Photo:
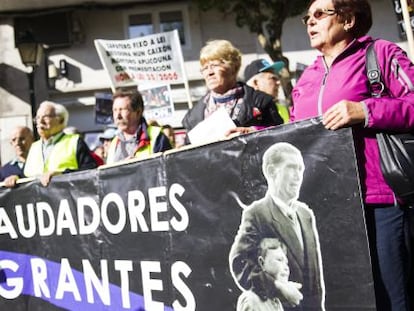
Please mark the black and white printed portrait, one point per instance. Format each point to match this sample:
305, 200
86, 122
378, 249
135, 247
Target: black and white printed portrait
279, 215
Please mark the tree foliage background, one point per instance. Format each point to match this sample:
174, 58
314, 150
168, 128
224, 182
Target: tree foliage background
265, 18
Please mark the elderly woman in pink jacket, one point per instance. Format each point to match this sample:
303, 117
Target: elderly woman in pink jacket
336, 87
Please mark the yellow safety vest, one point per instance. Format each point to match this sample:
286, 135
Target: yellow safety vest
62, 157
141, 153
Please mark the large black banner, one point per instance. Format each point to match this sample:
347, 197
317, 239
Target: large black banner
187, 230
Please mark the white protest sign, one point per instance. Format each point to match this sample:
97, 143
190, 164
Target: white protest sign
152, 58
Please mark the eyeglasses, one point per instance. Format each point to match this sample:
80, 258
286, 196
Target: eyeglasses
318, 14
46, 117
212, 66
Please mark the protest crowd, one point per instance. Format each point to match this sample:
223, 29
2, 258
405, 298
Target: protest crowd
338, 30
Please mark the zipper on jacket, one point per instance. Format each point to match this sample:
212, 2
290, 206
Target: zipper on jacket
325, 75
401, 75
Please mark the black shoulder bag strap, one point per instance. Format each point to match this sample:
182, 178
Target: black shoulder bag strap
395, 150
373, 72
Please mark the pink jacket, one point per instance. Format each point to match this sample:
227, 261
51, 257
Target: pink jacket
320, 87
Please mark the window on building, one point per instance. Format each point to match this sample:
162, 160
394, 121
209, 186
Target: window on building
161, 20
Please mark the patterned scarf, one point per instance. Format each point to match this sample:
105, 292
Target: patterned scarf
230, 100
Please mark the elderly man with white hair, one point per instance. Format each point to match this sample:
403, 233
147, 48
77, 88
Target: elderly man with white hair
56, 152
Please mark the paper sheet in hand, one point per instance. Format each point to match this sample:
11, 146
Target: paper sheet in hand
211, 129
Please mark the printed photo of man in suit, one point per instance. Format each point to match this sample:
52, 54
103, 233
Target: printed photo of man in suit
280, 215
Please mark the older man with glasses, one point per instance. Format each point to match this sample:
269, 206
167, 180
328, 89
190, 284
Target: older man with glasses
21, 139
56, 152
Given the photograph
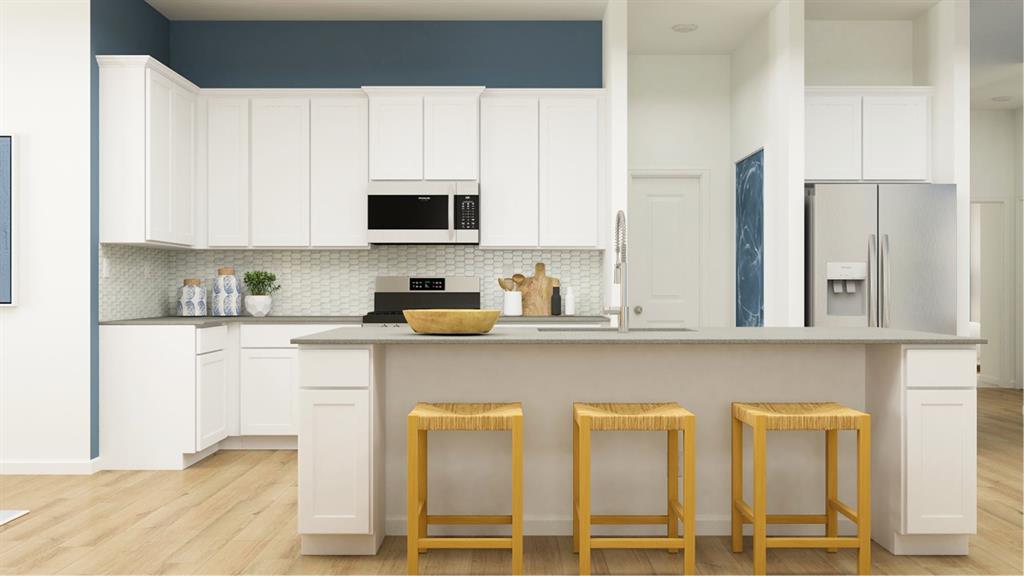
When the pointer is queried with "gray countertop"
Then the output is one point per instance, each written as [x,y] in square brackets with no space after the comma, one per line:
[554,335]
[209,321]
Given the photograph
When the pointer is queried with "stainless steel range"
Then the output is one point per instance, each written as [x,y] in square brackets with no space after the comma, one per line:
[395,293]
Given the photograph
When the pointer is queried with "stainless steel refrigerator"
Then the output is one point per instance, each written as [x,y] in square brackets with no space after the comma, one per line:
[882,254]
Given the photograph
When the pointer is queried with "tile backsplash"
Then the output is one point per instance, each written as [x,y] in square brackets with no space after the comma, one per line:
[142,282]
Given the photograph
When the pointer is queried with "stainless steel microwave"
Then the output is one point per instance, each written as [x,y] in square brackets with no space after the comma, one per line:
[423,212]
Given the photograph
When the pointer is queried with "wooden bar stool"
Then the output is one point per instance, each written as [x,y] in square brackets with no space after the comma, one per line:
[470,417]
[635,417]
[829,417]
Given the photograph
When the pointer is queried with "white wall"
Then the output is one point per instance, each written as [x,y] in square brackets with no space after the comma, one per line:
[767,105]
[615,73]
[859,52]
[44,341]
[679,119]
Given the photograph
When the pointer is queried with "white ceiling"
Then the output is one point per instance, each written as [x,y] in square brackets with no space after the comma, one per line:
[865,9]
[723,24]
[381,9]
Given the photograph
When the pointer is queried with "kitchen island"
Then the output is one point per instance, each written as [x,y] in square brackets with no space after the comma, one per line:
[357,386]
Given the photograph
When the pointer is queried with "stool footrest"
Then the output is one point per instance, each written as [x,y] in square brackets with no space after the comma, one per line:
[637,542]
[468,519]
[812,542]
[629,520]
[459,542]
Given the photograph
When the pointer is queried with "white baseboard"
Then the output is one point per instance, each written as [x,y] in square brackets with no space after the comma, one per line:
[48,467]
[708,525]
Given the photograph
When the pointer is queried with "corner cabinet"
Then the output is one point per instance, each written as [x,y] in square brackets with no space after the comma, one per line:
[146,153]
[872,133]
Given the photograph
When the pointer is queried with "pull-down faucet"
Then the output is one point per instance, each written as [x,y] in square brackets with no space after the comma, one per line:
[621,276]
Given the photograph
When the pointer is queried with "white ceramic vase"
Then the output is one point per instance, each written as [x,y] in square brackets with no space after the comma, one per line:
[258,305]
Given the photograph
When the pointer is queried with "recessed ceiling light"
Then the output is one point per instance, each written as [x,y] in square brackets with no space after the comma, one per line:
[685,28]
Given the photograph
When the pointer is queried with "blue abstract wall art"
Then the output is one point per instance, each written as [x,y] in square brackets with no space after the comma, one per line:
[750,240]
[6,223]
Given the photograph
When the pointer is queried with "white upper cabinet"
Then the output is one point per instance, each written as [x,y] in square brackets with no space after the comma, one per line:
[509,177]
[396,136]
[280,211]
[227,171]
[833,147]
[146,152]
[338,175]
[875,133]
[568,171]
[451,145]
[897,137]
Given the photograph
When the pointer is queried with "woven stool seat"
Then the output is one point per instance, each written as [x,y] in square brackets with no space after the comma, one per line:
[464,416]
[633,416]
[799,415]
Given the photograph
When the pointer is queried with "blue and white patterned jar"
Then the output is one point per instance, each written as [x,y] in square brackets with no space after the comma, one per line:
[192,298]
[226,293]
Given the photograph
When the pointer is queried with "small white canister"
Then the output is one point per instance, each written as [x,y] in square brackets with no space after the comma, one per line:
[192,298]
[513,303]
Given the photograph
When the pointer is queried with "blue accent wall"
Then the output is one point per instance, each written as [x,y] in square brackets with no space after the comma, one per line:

..............................

HOW TO COMPLETE THIS TASK:
Repeat the data exactly, dropping every picture it holds.

RESULT OF THE TASK:
Photo:
Please mark the black and white printed portrait, one point per instance. Format each point to match this sample:
305, 200
86, 122
378, 249
135, 247
Target: black and white printed portrait
279, 215
Please mark the tree foliage background, one point per instance. Format each point to match this sample:
174, 58
314, 150
168, 128
224, 182
Target: tree foliage background
265, 18
Please mark the elderly woman in pink jacket, one point per instance. Format each point to match this sample:
303, 117
Target: elderly woman in pink jacket
336, 87
Please mark the yellow safety vest, one point per instance. Format each point to match this sample:
286, 135
Target: yellow safety vest
62, 157
141, 153
Please mark the large black banner, one point per instance. Format each point to match this sample:
347, 197
317, 239
Target: large black banner
187, 230
Please mark the white protest sign, one point per instance. Format each point to match this sample:
97, 143
190, 164
Target: white protest sign
152, 58
Please mark the eyeglasses, one point per instance. Format each point to match this sample:
80, 258
286, 196
Target: eyeglasses
318, 14
46, 117
212, 66
Please mark the protest crowd, one point per instance. Format each point to match this sample:
223, 29
2, 258
405, 298
Target: protest crowd
338, 30
Please mark the zipper on jacket, one point per instance. Format each point to match this sample:
212, 2
290, 206
Target: zipper on jacket
325, 75
401, 75
Please mark the black shoulder bag strap, one point per instance. Format each point to match this sample:
182, 178
Target: black shoulder bag strap
395, 150
373, 72
Please mark the pink jacket, one point per instance. Format each point to match this sample:
227, 261
51, 257
Target: pink jacket
320, 87
Please mark the window on building, one point per instance. Format each point to match this sample:
162, 160
394, 121
209, 186
Target: window on building
161, 20
Please mark the patterned scarf, one point per instance. Format each point to match this sample:
105, 292
Target: patterned scarf
230, 100
Please mark the elderly man with white hair, one point per instance. Format each point to match this sample:
403, 233
147, 48
77, 88
Target: elderly man with white hair
56, 152
Please mark the paper sheet in hand, one point per instance. Format each point to match this sample:
11, 146
Target: paper sheet in hand
211, 129
Please mark the printed photo of man in suit, one point per instance. Format each point to match this sample:
52, 54
103, 233
Target: printed photo of man in suit
280, 215
Please mark the older man with glasses, one point per instance. Format each point to match this sample:
269, 206
167, 180
328, 89
190, 284
Target: older man with glasses
21, 139
56, 152
Given the photograph
When the pointer is queried with "gray countertop"
Then the output is one point per instance, each written as [x,y] in square brackets with no space after the comma, one per line:
[554,335]
[209,321]
Given the photograph
When the pointer is queried with "stainless steel range"
Then the output is one point per instance, each written as [x,y] in square brackets with no space after the comma, one per line:
[395,293]
Given the photograph
When the pointer is queried with "stainless steel refrigerator"
Then the output is one point per instance, each written as [x,y] in square brackets with no space after the comma, one per line:
[882,254]
Given the photograph
When the pointer is queried with "tile backsplash"
Then the output is one point per instance, each written as [x,y] in square brackets with no space after the comma, one per line:
[142,282]
Given the photograph
When the pointer is queried with "stainless steel microwave"
Then the output is one point per instance, each written as [x,y] in square brackets with no space after the comma, one per line:
[423,212]
Given the photograph
When the pointer is queried with "wooden bar stool"
Then the output is one point per instance, each written as [x,y] in square brackets with no space after the comma, one per line:
[470,417]
[635,417]
[829,417]
Given the photograph
When the pointer is queried with "white wall"
Then the output is one point per instance, each written as [x,y] in square brackets with no space after the comma, one per line:
[767,105]
[615,73]
[859,52]
[44,341]
[679,119]
Given the photograph
When the pointer is queried with "white ceiling"
Then the output is one point per instance, each written as [x,y] in square brackets with no space after the comma, one per line:
[865,9]
[723,24]
[381,9]
Given the photograph
When the pointer is queried with "kitchen island"
Then the output is one point per instance, each written as [x,y] in square brackets with no space after the comma, one per line:
[357,386]
Given the photograph
When the pointer is queried with "stool footrest"
Then the output is one point per instance, each written as [x,y] in square brackets with no space after the comma, one per line:
[637,542]
[468,519]
[812,542]
[629,520]
[459,542]
Given the photograph
When the pointer is queried with "white baseboard"
Then the output is one point per instance, each written as [x,y] in square brackets with no space after the comma, one per line:
[48,467]
[708,525]
Given the photograph
When the pointer is queried with "corner cabinet"
Then the output is one point per instance, each written as [x,y] in square brackets with no space after the comma, one per line:
[146,153]
[872,133]
Given the photograph
When the pointer is queried with "pull-down faucet"
Then the output is one point per instance, each written as [x,y] in square brackets with no space after the comma, one per line:
[621,276]
Given the photograph
When the pointer is queried with "white ceramic vase"
Then the output is one point per instance, each written as [x,y] in square brackets with no space after the comma, one per line:
[258,305]
Given the photograph
When the pointer is queried with "recessed ceiling light"
Then the output is one point per instance, each written as [x,y] in square brackets with no space after the comma, one per line:
[685,28]
Given the photograph
When the pointer is queried with "blue abstract wall art"
Then the output is one point per instance, each written as [x,y] in square brackets with no space after the comma, one per line:
[750,240]
[6,223]
Given the photograph
When the pointer is queried with "white upper cabinet"
Then the output is one point per instance, each written as [x,y] in square brackets with no space after the comma, one per line:
[509,177]
[396,136]
[280,211]
[227,171]
[833,147]
[146,152]
[338,175]
[875,133]
[568,171]
[451,145]
[897,137]
Given the photograph
When the pointer is queried with "woven stool seat"
Then the output is one point per instance, each written as [x,y] in square brackets with no space after the comma, one per line:
[464,416]
[633,416]
[799,415]
Given the photograph
When the pointer is queried with "blue and white patterned jar"
Then the output is one point per instance, each written as [x,y] in square brackets with no space after the comma, one per line:
[192,298]
[226,293]
Given the photograph
When the pointer is queried with "small white canister"
Then the output is one point per instance, each written as [x,y] in square brackets with no space after the comma, one per line:
[192,298]
[513,303]
Given the photograph
When the pointer is queried with "blue accent wall"
Then the output is one point per instance, each written as [x,y] in square brackets with no space after the comma, one per line:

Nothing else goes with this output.